----- QUOTED TEXT
What Police Work is Really Like, Episode III: The Midnight Snack

11Mar13

So there I was, minding my own business, patrolling the hood on night shift. It was a quiet weeknight, nothing too interesting had happened. The streets were almost empty. I was wandering around looking for stolen cars and hoping for a good call.

The dispatcher bumped me. “Suicide in progress” at an apartment complex. I didn’t get too excited. Those calls can be anything from a real suicide to a panicked parent calling because their son was passed out drunk. They rarely turn out to be an actual suicide attempt. I turned around and headed toward the apartment complex.

Just before I turned the corner toward the complex I heard two officers announce they had arrived. I sped up, hoping to catch them before they found the apartment. Apartment complexes are usually huge and confusing, with numbered buildings laid out in no particular order. Unless you know the complex, it takes a while to figure out where you are.

I reached the apartment complex entrance and started to turn. A car was speeding toward me in the opposing lane. I jammed on the brakes and waited for the car to pass. Then the driver started flashing the high beams and waving frantically. She stopped beside me, pointed toward a fast food restaurant a couple hundred yards ahead and yelled, “They’re robbing the hamburger place!”

Okay, now I was excited. If memory serves me correctly, stats show that more officers are killed on robberies in progress than any other type of call. The likelihood was that I would be in a gunfight within seconds of arrival. I got a quick description: black guy, about thirty, real muscular, no shirt. She didn’t know if he had a weapon.

I called it out on the radio and stomped on the gas pedal. Seconds later I pulled into the parking lot. I saw a cluster of scared restaurant employees huddled around one corner. They pointed behind the restaurant. A shirtless, muscular black man was walking away.

I sped toward the man, stopped about twenty feet behind him, kept one foot on the brake and the other on the gas, and grabbed the PA microphone. I could see the man’s hands and didn’t see a gun. But if he turned around, pulled a gun from his waistband and started shooting, my car would be a better weapon than my pistol.

I keyed the PA and ordered the man to stop. He spun around to face me. No gun visible anywhere. The man started screaming something I couldn’t understand. I threw the car in park, drew my weapon and jumped out of the car. From behind the door, I ordered the man to lie on his stomach. He stayed on his feet and kept screaming maniacally.
----------
----- DATA SECTION
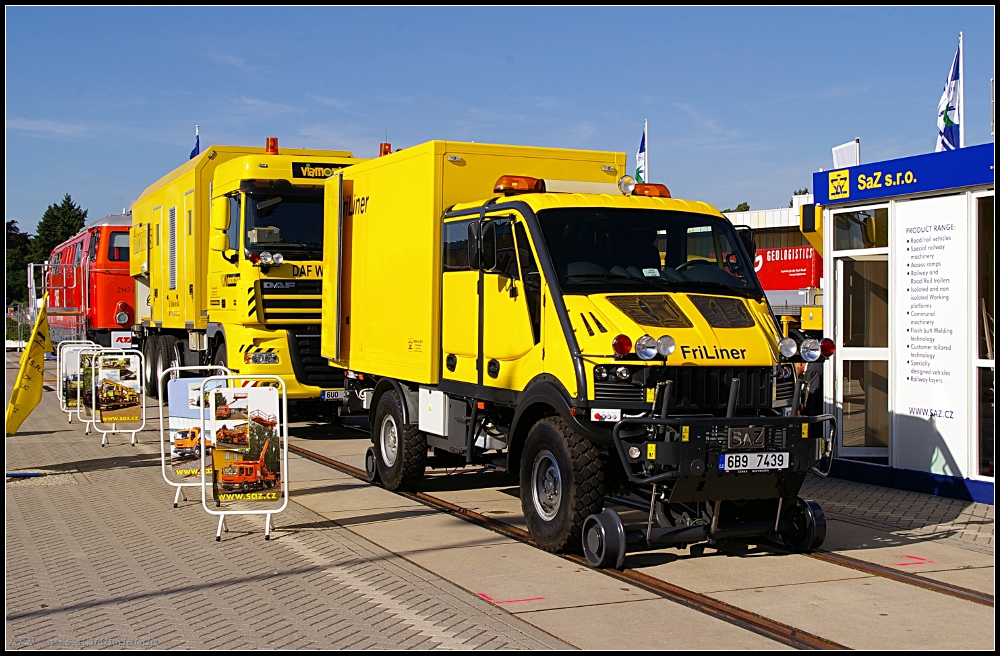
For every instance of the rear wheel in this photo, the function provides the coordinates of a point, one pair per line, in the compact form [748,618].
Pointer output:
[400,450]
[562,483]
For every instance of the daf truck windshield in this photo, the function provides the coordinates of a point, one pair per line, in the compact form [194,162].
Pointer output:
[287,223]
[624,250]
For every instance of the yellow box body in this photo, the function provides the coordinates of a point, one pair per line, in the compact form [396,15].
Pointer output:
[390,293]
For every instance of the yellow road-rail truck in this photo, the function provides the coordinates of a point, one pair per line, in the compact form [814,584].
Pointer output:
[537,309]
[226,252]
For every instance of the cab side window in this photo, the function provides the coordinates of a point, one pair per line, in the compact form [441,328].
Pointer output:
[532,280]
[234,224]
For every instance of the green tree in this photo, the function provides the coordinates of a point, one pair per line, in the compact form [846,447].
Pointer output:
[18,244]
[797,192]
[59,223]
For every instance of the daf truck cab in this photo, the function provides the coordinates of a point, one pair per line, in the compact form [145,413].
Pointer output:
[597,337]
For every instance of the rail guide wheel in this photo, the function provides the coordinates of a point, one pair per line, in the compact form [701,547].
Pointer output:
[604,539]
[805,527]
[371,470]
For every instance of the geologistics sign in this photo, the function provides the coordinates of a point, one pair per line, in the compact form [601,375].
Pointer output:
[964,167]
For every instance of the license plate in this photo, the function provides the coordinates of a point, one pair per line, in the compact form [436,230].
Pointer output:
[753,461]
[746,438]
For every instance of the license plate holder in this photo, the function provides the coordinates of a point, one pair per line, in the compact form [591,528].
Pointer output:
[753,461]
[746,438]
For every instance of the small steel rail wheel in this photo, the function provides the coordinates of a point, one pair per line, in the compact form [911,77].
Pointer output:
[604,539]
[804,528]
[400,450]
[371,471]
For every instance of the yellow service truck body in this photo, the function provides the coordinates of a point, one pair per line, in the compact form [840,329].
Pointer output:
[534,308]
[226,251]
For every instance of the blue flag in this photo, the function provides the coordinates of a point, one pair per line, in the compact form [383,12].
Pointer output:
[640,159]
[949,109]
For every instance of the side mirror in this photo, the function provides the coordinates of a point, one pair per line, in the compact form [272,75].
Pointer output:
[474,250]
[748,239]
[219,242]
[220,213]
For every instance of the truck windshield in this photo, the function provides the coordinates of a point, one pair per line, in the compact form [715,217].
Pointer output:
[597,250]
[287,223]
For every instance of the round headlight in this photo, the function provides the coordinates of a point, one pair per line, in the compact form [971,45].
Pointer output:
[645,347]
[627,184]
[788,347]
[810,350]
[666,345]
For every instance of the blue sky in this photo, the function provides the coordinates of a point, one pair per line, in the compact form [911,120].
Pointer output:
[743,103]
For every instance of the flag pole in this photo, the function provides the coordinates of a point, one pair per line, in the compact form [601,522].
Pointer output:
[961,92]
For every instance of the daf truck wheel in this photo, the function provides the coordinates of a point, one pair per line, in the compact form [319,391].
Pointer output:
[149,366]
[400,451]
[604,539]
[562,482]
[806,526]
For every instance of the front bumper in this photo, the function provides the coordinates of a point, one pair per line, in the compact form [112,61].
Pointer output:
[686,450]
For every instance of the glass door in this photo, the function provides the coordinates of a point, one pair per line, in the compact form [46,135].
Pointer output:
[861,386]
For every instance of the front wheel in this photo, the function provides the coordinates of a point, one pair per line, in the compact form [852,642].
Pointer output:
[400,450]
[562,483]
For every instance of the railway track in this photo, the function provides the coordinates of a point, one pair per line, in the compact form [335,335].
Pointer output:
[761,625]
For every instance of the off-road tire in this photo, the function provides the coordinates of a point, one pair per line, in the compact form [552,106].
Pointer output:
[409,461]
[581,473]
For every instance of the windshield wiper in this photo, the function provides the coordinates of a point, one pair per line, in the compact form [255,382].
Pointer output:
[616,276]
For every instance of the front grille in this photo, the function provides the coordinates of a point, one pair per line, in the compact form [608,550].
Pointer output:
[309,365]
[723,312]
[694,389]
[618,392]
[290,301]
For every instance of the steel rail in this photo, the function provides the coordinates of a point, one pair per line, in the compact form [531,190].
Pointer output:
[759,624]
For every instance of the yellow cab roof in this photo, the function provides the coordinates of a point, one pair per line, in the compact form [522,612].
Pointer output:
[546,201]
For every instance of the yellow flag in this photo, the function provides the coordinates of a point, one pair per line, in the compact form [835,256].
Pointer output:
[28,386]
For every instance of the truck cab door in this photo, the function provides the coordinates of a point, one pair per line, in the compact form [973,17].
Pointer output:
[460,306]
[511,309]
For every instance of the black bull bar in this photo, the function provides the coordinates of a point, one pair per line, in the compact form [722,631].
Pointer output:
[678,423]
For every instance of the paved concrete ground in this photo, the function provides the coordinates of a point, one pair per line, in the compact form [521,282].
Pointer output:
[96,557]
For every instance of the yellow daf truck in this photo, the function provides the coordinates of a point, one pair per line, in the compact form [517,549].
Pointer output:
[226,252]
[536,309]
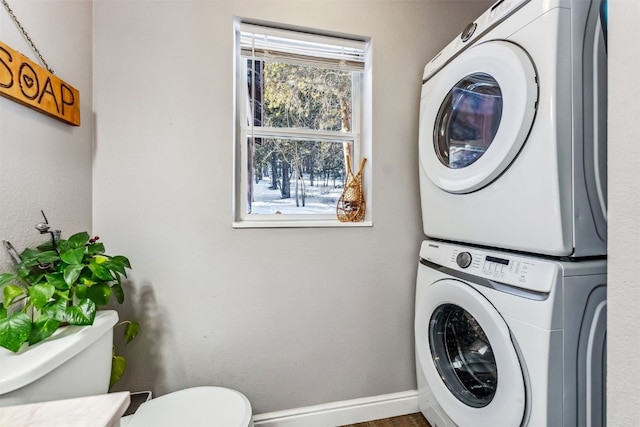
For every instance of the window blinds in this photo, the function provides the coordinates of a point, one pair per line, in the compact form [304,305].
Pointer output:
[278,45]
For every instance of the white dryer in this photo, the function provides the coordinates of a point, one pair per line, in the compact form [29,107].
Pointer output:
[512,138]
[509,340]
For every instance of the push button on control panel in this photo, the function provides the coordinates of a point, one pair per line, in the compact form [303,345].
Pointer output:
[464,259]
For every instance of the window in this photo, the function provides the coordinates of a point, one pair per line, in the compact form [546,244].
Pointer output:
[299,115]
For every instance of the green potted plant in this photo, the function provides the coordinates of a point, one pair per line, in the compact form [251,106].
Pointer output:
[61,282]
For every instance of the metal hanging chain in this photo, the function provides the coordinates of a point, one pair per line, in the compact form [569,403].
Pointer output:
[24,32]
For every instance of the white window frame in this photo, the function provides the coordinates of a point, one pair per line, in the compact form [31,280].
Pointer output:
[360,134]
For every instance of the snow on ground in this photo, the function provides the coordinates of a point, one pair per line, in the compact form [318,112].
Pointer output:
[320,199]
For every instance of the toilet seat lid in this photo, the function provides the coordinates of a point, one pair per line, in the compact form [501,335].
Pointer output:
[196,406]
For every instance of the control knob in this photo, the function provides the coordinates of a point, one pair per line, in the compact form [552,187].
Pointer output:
----------
» **TASKS TO COMPLETE**:
1. Show each line of the listing that contains the string "license", matching case exactly.
2. Carry on the police story from its final sentence.

» **OUTPUTS BY TASK**:
1.
For every instance of the license plate in this photo, the function provides the coordinates of a point, one pair per line, in the compact form [436,230].
For every instance of the license plate holder in this photo, the function provides the coordinates of a point, one pair per line, in the compact form [591,528].

2.
At this point, I noticed a few things about the man. He was sweating profusely on a cool night. He was shaking. His eyes were bugged out and face taut with fury. He had something white smeared on his head and face. I’m no expert, but by golly, I was starting to suspect the man was under the influence of an illegal drug!

I ordered the man to lie down again. He yelled back an answer I’ll never forget: “Berk grang huffsa furdis!”

Okay, maybe that’s not exactly what he said. The point is, he was screaming unintelligibly. I didn’t know what the hell he was yelling at me, but I’m fairly certain it wasn’t friendly.

I ordered him down again. He took a step toward me. I thought, Oh, crap. Only a short distance separated us. If he started running, he’d be on me in a couple seconds. I still couldn’t see a weapon, but he was bigger and looked way stronger than me. Plus he was stoned out of his mind. I didn’t have a Taser, and in my experience pepper spray and batons don’t work well on strong guys who are super high.

I ordered him to stop. He kept coming. I yelled more orders. He screamed something that sounded like the Aramaic version of “I hate you and everything you stand for.”

He reached my front bumper. I had to decide what to do. Jump in the car and back away? Holster my pistol and pull pepper spray, in the probably vain hope that it would stop the guy from beating me to death? Shoot an unarmed man? Whatever I decided to do, the end result probably wouldn’t be good.

I heard roaring engines and squealing tires. To my relief, two patrol cars raced through the parking lot and slid to a stop beside me. Officers jumped out with Tasers in their hands. As soon as the suspect saw red laser dots on his chest, he IMMEDIATELY dropped to his stomach with his hands behind his back. He hadn’t been too scared of getting shot, but apparently he’d ridden the lightning before and wanted no part of that.

We rushed up and handcuffed him. He was still shaking and speaking in tongues. When I cuffed him I got white, oily stuff on my hands. I stuck the guy in the back seat and grabbed some napkins and hand sanitizer from my car. As I cleaned my hands, I wondered, What the hell is this crap? I was afraid to smell it, and my mind went to dark places as I considered the possibilities.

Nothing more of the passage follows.